**DIRECTIVE**: Return every line in the items below that contains the word "wall".

**EXTRACTED ENTRIES**:
_ _ _ _
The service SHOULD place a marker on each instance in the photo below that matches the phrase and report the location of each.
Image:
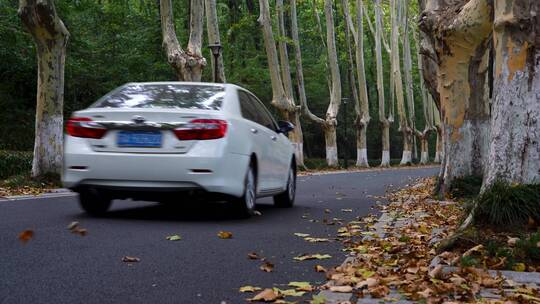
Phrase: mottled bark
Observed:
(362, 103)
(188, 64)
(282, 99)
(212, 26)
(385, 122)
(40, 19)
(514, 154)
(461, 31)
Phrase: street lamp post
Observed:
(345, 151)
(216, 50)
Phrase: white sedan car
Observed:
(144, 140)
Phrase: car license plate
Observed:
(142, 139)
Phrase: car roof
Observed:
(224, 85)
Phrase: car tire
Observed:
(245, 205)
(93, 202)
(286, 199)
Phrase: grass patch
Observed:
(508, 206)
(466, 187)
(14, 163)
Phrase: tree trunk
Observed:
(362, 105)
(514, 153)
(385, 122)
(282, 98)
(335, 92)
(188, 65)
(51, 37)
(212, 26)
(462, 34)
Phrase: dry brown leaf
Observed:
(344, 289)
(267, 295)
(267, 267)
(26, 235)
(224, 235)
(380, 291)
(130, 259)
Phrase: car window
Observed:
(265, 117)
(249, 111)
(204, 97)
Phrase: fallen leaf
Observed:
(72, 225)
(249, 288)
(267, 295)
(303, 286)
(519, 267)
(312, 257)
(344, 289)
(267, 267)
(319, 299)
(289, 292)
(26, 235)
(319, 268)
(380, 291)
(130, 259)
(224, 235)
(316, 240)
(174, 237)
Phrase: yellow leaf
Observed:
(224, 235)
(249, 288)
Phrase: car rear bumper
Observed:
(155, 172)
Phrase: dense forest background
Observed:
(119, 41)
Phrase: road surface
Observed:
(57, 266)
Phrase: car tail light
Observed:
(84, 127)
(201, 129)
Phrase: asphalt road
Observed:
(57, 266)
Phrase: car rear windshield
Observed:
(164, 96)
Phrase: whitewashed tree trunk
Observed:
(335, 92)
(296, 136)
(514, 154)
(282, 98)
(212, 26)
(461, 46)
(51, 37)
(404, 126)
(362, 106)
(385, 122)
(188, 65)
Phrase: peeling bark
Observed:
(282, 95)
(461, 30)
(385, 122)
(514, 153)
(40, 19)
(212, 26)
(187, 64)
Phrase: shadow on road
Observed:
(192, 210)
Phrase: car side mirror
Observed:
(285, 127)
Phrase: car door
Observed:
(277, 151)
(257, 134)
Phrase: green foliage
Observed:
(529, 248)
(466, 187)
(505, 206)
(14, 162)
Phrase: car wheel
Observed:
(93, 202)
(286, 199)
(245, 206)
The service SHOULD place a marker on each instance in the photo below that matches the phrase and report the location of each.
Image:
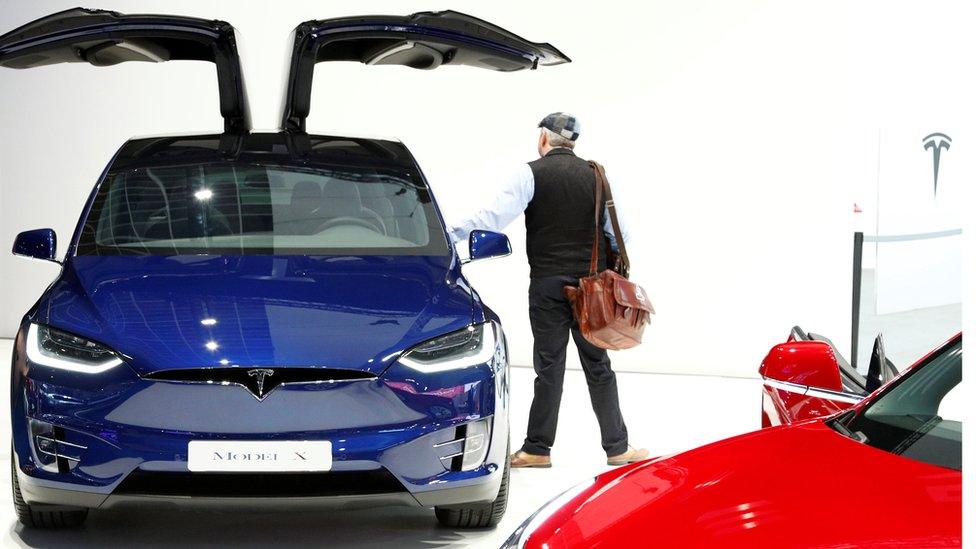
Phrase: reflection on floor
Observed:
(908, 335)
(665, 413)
_ _ _ _
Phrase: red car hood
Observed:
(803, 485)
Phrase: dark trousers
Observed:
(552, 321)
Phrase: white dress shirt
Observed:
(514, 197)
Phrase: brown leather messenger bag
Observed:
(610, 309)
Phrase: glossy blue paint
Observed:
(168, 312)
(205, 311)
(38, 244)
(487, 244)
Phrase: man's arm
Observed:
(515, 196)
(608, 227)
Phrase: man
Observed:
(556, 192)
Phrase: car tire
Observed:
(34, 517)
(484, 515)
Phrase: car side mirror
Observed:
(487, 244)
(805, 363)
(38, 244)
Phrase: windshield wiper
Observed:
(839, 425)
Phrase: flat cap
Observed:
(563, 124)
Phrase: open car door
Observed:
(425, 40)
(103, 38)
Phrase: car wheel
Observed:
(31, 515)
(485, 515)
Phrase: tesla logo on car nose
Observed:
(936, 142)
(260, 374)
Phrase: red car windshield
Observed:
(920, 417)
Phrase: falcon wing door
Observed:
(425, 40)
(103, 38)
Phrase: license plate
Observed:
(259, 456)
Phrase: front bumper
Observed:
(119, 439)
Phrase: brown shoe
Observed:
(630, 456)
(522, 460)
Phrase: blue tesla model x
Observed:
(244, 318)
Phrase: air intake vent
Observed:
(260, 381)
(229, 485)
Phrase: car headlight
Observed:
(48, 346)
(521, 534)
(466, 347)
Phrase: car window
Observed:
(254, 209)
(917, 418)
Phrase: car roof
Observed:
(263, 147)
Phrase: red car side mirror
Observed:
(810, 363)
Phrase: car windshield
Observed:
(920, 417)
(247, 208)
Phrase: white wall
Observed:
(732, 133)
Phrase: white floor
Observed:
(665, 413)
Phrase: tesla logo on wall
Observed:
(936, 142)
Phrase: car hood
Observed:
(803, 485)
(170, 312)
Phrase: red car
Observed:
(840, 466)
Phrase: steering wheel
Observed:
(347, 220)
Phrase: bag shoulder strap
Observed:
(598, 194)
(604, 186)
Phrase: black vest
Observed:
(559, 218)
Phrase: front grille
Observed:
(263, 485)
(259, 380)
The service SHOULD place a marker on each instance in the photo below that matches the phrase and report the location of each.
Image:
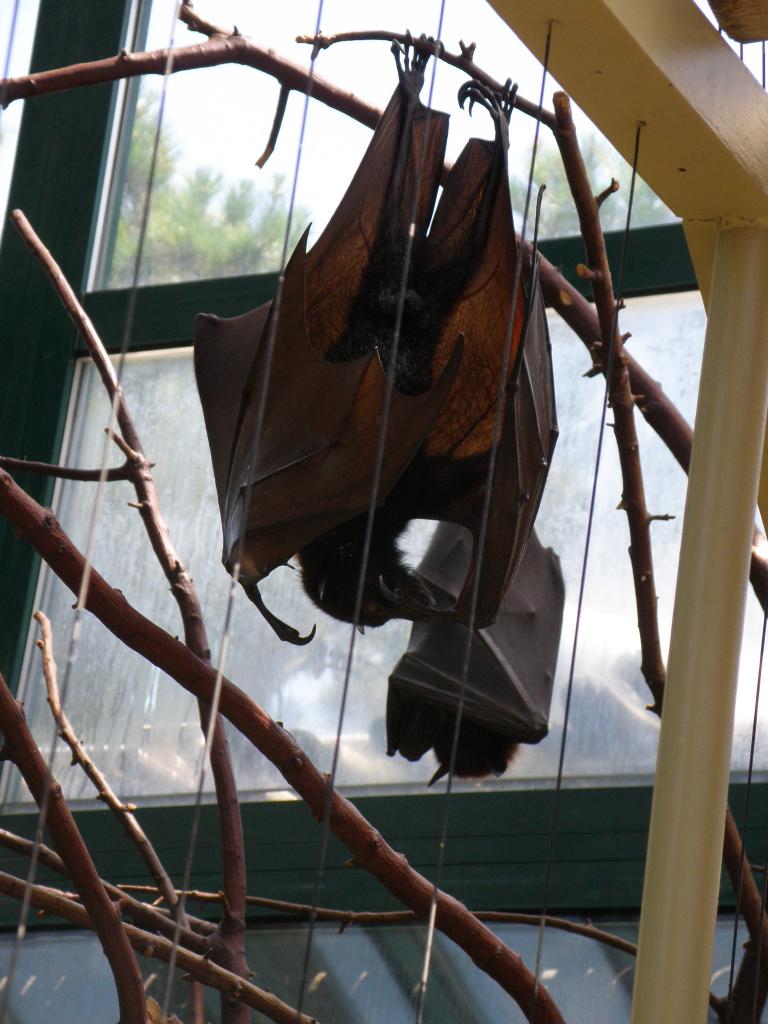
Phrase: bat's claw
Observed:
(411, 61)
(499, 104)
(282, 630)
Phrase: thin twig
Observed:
_ _ _ _
**EXERCISE RESULT**:
Phrase: white wall
Phrase: tesla logo on wall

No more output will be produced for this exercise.